== Segment start ==
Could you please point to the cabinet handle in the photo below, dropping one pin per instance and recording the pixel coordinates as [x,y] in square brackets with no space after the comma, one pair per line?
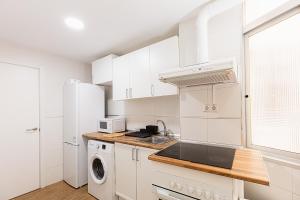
[137,155]
[152,90]
[132,153]
[130,92]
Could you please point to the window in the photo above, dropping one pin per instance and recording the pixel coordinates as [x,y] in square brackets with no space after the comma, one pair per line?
[273,84]
[257,8]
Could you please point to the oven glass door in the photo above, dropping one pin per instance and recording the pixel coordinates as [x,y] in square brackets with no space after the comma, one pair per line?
[165,194]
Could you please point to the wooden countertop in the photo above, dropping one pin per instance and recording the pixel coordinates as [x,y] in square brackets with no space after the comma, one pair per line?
[121,138]
[248,165]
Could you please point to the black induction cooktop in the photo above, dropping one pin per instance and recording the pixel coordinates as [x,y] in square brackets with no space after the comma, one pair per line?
[199,153]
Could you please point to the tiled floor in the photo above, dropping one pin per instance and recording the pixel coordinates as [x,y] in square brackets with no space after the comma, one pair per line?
[58,191]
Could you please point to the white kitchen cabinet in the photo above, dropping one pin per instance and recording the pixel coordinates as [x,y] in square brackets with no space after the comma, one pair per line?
[121,78]
[133,172]
[131,75]
[139,73]
[102,70]
[135,75]
[164,56]
[144,174]
[125,164]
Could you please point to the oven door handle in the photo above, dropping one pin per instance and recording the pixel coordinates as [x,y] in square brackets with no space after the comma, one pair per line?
[169,195]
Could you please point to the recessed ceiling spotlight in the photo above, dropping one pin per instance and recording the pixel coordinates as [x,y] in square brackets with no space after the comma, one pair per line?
[74,23]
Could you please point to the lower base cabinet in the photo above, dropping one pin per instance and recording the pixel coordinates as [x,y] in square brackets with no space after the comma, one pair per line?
[133,172]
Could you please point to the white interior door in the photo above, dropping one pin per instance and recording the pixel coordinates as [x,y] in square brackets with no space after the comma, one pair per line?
[19,130]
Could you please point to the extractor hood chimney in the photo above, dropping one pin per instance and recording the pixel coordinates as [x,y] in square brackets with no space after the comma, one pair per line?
[195,66]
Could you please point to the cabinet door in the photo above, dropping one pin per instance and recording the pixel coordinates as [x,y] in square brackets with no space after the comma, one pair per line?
[144,174]
[163,57]
[102,70]
[140,73]
[125,164]
[121,78]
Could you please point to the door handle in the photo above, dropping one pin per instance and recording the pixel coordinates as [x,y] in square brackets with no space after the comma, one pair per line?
[130,92]
[137,155]
[152,90]
[132,153]
[31,129]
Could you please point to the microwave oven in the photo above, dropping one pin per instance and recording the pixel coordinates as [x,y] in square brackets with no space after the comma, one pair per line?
[111,125]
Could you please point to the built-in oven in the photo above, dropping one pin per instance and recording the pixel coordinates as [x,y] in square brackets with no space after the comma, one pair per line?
[166,194]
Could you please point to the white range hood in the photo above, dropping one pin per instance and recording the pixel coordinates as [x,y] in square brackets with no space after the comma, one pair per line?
[195,66]
[203,74]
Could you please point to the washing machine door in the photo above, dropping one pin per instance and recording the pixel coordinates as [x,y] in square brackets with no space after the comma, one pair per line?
[98,169]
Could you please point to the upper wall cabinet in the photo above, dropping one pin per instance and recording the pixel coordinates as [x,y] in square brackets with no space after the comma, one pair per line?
[163,57]
[131,75]
[102,70]
[135,75]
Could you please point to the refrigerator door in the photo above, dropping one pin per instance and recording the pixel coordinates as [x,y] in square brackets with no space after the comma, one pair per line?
[91,109]
[70,170]
[70,109]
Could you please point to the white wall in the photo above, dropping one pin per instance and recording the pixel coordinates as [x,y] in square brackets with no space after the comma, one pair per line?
[54,70]
[284,184]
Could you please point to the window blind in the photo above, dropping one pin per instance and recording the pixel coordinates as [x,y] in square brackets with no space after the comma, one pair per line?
[274,81]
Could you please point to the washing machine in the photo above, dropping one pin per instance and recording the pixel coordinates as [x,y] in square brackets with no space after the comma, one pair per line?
[101,178]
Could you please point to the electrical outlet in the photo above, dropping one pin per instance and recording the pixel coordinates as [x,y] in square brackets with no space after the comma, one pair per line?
[206,108]
[212,108]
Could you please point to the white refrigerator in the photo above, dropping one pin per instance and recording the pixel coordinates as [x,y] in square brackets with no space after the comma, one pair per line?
[83,106]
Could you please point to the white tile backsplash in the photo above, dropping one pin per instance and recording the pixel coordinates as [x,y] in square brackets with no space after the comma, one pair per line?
[142,112]
[193,101]
[227,98]
[224,131]
[194,129]
[296,197]
[296,181]
[223,126]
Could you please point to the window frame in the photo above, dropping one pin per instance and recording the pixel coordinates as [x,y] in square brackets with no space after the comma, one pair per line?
[277,18]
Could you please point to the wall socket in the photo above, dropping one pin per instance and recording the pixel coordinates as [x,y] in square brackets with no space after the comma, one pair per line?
[210,108]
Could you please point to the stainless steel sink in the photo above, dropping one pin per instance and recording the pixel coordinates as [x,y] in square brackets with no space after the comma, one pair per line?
[157,139]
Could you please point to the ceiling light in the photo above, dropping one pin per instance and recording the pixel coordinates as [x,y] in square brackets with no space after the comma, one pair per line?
[74,23]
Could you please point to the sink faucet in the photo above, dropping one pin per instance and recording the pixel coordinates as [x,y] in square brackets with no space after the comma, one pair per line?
[164,125]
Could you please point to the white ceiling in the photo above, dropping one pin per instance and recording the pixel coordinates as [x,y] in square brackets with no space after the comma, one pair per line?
[111,26]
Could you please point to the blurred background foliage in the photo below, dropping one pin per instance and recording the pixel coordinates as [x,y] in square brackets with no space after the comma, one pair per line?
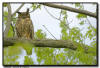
[53,56]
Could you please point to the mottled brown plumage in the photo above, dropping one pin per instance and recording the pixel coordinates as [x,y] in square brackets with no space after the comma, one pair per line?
[24,26]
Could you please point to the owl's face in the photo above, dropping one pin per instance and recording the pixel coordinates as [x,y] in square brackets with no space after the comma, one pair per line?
[24,14]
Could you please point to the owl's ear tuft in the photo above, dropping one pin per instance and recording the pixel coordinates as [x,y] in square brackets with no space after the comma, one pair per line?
[19,12]
[27,10]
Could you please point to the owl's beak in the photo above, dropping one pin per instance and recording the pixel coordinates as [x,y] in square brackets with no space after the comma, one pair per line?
[19,12]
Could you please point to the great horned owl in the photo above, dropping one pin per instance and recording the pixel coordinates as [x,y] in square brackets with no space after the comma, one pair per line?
[24,26]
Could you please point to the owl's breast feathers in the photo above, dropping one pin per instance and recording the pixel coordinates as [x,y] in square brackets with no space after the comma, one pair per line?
[24,28]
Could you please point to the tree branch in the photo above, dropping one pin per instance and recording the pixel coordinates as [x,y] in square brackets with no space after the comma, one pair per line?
[18,9]
[42,43]
[8,21]
[46,43]
[70,9]
[49,31]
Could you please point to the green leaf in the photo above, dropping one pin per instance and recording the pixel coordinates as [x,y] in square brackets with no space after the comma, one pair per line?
[81,16]
[81,23]
[28,61]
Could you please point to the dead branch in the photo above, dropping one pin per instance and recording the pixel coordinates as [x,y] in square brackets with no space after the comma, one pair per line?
[70,9]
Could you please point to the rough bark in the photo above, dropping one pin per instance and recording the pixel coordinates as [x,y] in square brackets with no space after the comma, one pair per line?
[47,43]
[41,43]
[70,9]
[8,21]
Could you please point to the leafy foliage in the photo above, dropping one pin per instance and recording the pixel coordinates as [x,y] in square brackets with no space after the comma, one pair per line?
[55,56]
[28,61]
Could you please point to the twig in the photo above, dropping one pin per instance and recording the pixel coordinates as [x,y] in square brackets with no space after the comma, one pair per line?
[49,31]
[13,29]
[34,9]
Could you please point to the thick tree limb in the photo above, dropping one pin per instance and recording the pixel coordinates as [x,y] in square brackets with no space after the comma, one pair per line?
[47,43]
[18,9]
[8,20]
[70,9]
[42,43]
== Segment end ==
Exercise goal: Give again the lines from the line holding "Could you please point to the tree" through the close of the listing, both included, exactly as written and with nothing else.

Output for this task:
Could you please point to the tree branch in the photo above, dropping one pin per instance and recording the pixel coordinates as [x,y] in square brackets with no space after the comma, one pair per line?
[18,9]
[42,43]
[8,21]
[46,43]
[70,9]
[49,31]
Could you please point to the green leaf in the photo above, dropping one pin per instance and recording the pixel coordinates as [x,y] in square brackets with no space after the comma, one pair per line?
[81,16]
[81,23]
[28,61]
Could you please point to the dead branch in the photo above, dropping one pin per instance and recording the pixel coordinates as [x,y] in square brackets with no space after the comma, one pair per line?
[70,9]
Could you please point to the rough bark in the photo above, dropping one pin per instance and recording the pixel coordinates as [x,y] in square brackets with no space after the comma, one pair per line?
[47,43]
[41,43]
[70,9]
[8,21]
Could you please point to the leafy foliage in the photo above, dropping one pin per instance and recording the pixel coordinates as [x,y] in square brackets with no space after the comma, one pair per line?
[55,56]
[28,61]
Could you please point to the twig in the photo above, dropping one pin per instance and recording the pixel coordinates as [x,y] in square brackets with no space after the comma, one pair per line?
[49,31]
[13,29]
[34,9]
Could you please point to the thick tree limb in the photo above, dropping one pin per instance and recording the pixel coordinates as [x,y] in square brackets with no space after the comma, one pair per line?
[47,43]
[18,9]
[8,20]
[70,9]
[42,43]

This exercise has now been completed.